Supplied information -
^^^^

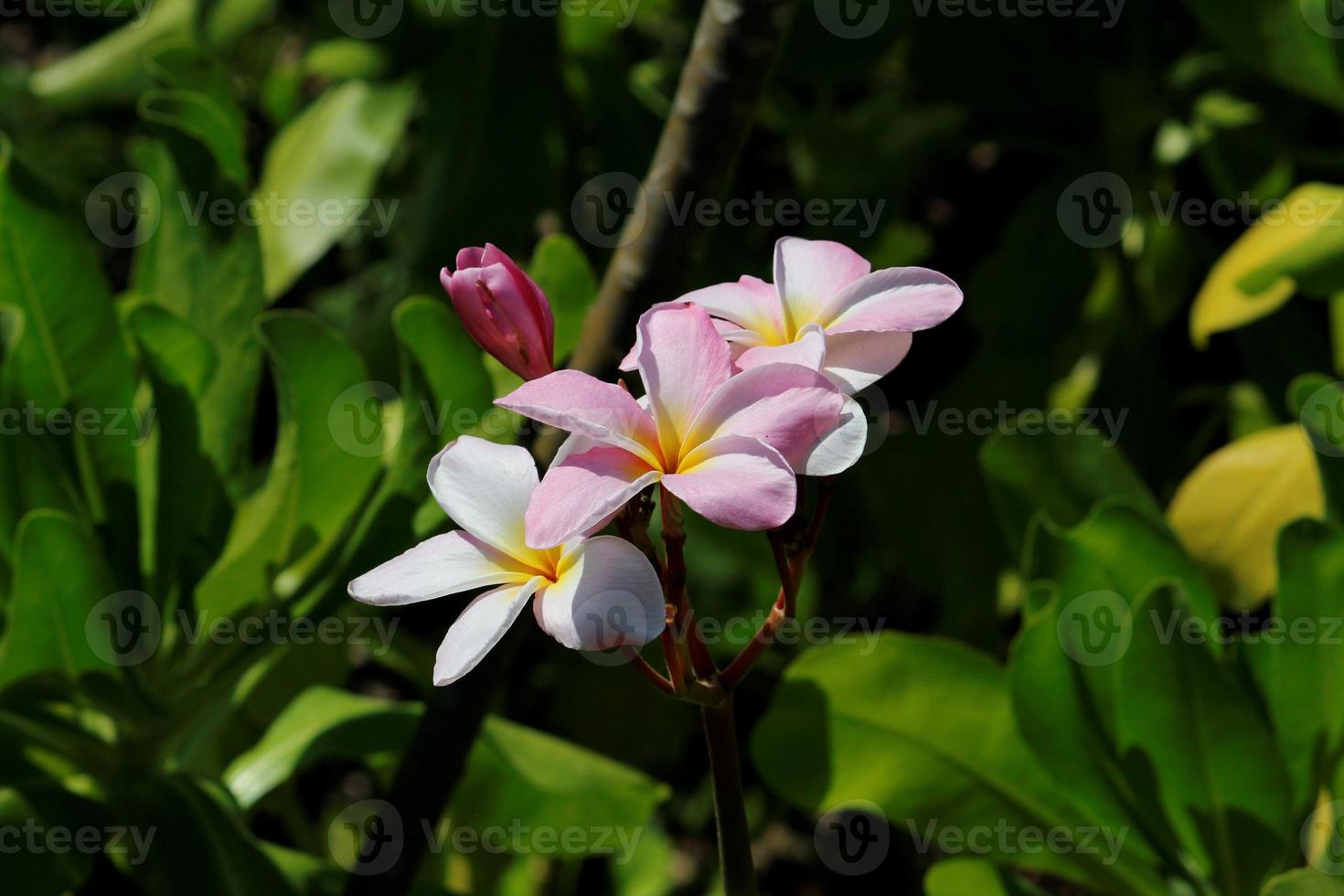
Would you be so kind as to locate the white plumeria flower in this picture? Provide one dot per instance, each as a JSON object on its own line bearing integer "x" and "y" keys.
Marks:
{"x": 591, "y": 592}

^^^^

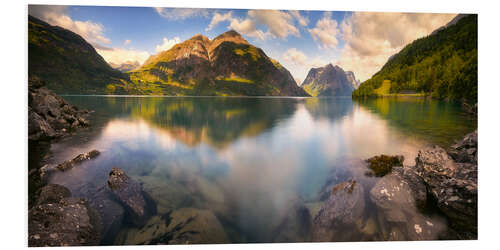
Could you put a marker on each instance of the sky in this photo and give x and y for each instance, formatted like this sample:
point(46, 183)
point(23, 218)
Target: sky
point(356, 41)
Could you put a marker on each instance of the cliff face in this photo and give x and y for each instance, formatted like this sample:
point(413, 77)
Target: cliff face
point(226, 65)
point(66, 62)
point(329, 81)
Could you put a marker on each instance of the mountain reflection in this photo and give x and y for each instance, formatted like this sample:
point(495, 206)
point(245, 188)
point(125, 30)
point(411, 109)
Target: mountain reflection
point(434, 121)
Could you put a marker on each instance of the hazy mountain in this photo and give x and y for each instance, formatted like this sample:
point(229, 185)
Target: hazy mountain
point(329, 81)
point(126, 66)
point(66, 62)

^^^^

Please filter the entries above down to the lines holding "sample" and copy them.

Could you put a marker on each instance of the sky in this photo and give x and y for each instance, formatted like this sample:
Could you put a marker on each instance of the cliff face in this photo and give x and y for each instance, formatted like this sample:
Could you put a marker on each instance of the mountain reflection in this photo and give x and y for each instance, formatted like this sample:
Could you put a marker on each instance of the hazy mountain in this photo and give x and y for each instance, formatted like this sample:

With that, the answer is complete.